** Begin **

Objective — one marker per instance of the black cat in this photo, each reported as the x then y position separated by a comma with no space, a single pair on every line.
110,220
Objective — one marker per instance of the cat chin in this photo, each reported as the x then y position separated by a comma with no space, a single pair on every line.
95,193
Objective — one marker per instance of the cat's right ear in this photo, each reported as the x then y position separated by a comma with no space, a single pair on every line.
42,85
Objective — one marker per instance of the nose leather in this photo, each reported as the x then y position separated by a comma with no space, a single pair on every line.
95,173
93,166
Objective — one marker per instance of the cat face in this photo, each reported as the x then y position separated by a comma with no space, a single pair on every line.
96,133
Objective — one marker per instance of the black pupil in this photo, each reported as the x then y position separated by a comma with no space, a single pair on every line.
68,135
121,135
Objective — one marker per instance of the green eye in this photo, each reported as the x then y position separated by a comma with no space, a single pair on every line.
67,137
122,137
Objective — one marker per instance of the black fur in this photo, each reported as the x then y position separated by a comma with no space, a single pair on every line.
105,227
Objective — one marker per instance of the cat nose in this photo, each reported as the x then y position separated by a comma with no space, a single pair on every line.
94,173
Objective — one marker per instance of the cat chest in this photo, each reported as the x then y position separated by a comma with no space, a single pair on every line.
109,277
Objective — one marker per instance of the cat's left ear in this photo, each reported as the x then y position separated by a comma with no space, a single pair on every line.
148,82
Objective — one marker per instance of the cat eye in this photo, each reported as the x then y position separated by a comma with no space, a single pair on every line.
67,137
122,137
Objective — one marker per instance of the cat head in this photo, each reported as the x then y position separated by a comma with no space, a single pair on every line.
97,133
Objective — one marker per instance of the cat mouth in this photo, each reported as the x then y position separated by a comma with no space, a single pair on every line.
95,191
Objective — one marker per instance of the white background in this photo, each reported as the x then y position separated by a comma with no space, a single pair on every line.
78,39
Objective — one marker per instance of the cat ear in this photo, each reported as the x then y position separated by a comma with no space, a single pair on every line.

** End **

SET TASK:
Repeat the material in full, exactly as it stands.

TASK SOLUTION:
Objective — one marker per instance of the black cat in this photo, each reported as the x then y position separated by a comma with no space, a single pair on every line.
110,220
Objective — one marker per instance of the cat chin in this photo, each reported as the x then y position separated by a comma with no space, a single pair on every line.
95,193
Objective — one marker per instance of the cat's right ear in this photo, each reported as the x then y position separated by a comma with no space, a single pair on every line.
42,85
Objective — one marker per instance of the nose leather in this photo, each reported as the x then y position separated by a comma with no space, a single pair on every line.
95,173
93,166
Objective — one marker per instance of the cat face in this photo, each reported as the x then y position separated by a comma with no space, a single pair on every line.
96,133
Objective — one marker per instance of the black pupil in this photo, each reported as the x then y position separated by a comma with no space, a single pair on every line.
68,135
121,135
Objective — one marker per instance of the green eye in this photo, each reported as the x then y position separated by a comma with no space, a single pair on every line.
67,137
122,137
Objective — one marker per instance of the black fur in this photo, each reported as the x then y position separated by a comma with no space, a single pair on every line.
105,227
Objective — one marker per instance of the cat nose in this photo, each reported as the x then y position separated by a comma with no space, a single pair on every line.
94,173
Objective — one marker per instance of the cat chest in this photo, each reported as the x then y position separated by a comma with no space, a single pair on every line.
109,277
Objective — one marker per instance of the cat's left ear in this photo, each reported as the x then y position separated by a comma with no space, a single pair on every line.
148,82
Objective — one marker per instance of the cat eye in this photo, each reported as the x then y position separated by a comma with no space, a single pair on every line.
67,137
122,137
Objective — one marker per instance of the cat head in this photo, each reported as the x then y position separated by a comma with no space, a single pair on every line.
97,133
Objective — one marker per instance of the cat mouth in this photo, each reported as the x then y position separated by a comma with no space, a single pair on every line.
95,191
Objective — one marker per instance of the white background in this photo, each reported as the x then y position separated by a comma with no space, a single pair on every line.
78,39
Objective — one marker per instance of the cat ear in this photo, each reported as the x then y position separated by a comma with no space, a single pair on every line.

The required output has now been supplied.